-- start Text segment --
# Loose leash walking



## Starla (Nov 5, 2020)

I teach loose leash walking by going to a field or large empty yard and forgetting about straight lines. I start walking and when dog starts to pull, I abruptly change directions. There is no destination. Once puppy is looking to me for direction consistently (it can take days!), I will move to a sidewalk and start a straight line. If puppy pulls, I will about-face and go the other way. I’m careful to never jerk the dog or puppy in any of this training, just change direction so they cannot pull.


----------



## Mr.Ziggy (Jul 14, 2020)

It may also help to start indoors in a familiar area and lots of treats. We step forward, you get a treat! We step forward again, you get a treat! Gradually get to where you are walking treating every few steps. 

Indoors there are fewer distractions so it will be easier to focus on you.
-- end Text segment --
-- start Records --
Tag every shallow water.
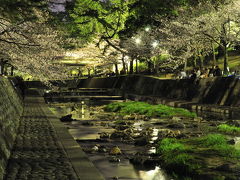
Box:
[50,102,171,180]
[49,101,240,180]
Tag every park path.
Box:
[4,92,104,180]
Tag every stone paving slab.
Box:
[4,97,104,180]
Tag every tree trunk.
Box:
[212,43,217,66]
[10,66,14,76]
[122,54,127,74]
[136,59,138,74]
[147,61,152,74]
[87,69,91,77]
[193,54,197,68]
[114,63,119,76]
[223,45,229,75]
[198,52,204,68]
[183,60,187,72]
[129,59,134,74]
[0,60,4,75]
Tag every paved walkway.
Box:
[4,96,104,180]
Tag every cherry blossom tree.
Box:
[0,9,66,80]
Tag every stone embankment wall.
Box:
[0,77,23,179]
[28,75,240,106]
[75,75,240,106]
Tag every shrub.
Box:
[217,124,240,134]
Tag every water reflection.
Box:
[139,166,170,180]
[47,101,169,180]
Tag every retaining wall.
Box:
[0,77,23,179]
[72,75,240,106]
[27,75,240,106]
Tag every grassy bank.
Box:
[104,101,197,118]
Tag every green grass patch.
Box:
[104,101,197,118]
[156,134,240,175]
[217,124,240,134]
[157,138,199,174]
[200,134,240,158]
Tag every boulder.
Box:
[167,123,185,129]
[109,146,122,155]
[60,114,76,122]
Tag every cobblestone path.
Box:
[4,101,78,180]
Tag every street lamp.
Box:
[145,26,150,32]
[135,38,141,44]
[152,41,158,48]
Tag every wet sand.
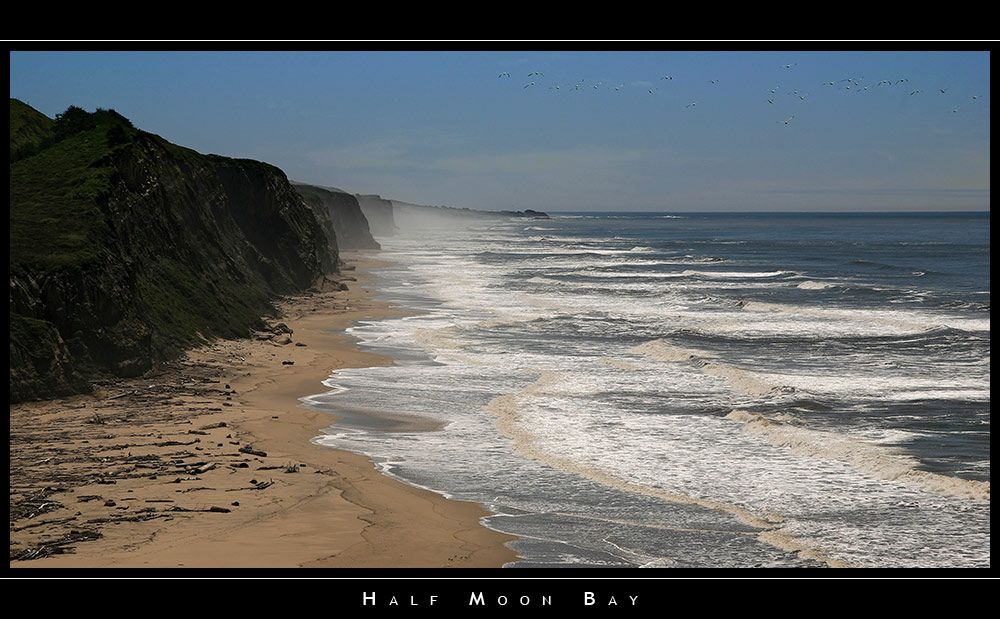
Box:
[10,252,517,569]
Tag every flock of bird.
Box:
[497,63,980,125]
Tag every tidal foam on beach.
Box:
[303,213,990,567]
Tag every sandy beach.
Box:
[10,253,517,569]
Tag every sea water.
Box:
[303,213,990,568]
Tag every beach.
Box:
[10,252,517,569]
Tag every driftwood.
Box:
[240,445,267,458]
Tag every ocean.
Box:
[302,212,990,569]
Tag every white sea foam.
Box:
[726,410,990,501]
[796,280,834,290]
[629,339,715,361]
[681,269,791,279]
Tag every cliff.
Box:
[292,182,381,249]
[357,194,396,236]
[10,100,339,403]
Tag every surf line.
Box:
[486,368,852,568]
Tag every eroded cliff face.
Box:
[292,182,381,249]
[357,194,396,236]
[10,109,339,403]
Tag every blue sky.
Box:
[10,42,990,211]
-- end Records --
■ **Task prompt**:
Copy the loose leash walking text starting with "I teach loose" and going on through "(Jul 14, 2020)", and swap "puppy" for "young dog" throughout.

■ **The output**:
I teach loose leash walking by going to a field or large empty yard and forgetting about straight lines. I start walking and when dog starts to pull, I abruptly change directions. There is no destination. Once young dog is looking to me for direction consistently (it can take days!), I will move to a sidewalk and start a straight line. If young dog pulls, I will about-face and go the other way. I’m careful to never jerk the dog or young dog in any of this training, just change direction so they cannot pull.


----------



## Mr.Ziggy (Jul 14, 2020)